[Task] Where a line below includes the word "plaid", copy that line.

[[ Study material, beginning ]]

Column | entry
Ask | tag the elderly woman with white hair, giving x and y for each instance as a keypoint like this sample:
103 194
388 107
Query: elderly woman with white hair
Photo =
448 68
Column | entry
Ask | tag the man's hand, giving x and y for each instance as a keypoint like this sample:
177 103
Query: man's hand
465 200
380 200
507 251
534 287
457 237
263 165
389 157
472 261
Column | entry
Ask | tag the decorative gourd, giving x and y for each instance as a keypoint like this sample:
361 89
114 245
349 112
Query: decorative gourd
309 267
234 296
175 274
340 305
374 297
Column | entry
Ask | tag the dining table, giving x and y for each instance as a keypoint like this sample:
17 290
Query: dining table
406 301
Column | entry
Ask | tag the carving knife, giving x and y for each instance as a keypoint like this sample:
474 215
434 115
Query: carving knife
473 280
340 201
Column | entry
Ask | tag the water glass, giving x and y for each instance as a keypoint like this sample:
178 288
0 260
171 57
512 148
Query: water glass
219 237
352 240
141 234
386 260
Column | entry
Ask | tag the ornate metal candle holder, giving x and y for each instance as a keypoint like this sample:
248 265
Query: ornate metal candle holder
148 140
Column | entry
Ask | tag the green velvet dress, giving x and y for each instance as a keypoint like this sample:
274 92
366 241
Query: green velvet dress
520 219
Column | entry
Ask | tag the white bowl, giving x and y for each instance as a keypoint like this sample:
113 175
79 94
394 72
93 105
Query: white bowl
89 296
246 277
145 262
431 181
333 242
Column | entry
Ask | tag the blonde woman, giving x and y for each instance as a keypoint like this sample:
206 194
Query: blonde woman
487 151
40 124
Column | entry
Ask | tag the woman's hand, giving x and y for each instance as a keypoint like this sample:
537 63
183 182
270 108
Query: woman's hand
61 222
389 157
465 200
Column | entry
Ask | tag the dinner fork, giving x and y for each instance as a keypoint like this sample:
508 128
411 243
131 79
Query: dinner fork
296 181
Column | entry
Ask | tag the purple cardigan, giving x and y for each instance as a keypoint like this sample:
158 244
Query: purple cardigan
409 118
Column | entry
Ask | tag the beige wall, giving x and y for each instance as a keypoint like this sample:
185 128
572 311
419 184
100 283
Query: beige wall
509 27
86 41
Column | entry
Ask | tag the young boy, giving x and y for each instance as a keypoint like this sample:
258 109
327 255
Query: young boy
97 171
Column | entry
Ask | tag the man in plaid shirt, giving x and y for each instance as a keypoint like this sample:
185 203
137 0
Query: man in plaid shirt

[[ Study material, end ]]

[Written solution]
Ask | tag the man in plaid shirt, giving x and y for each instance as a keypoint like this sample:
Query: man in plaid shirt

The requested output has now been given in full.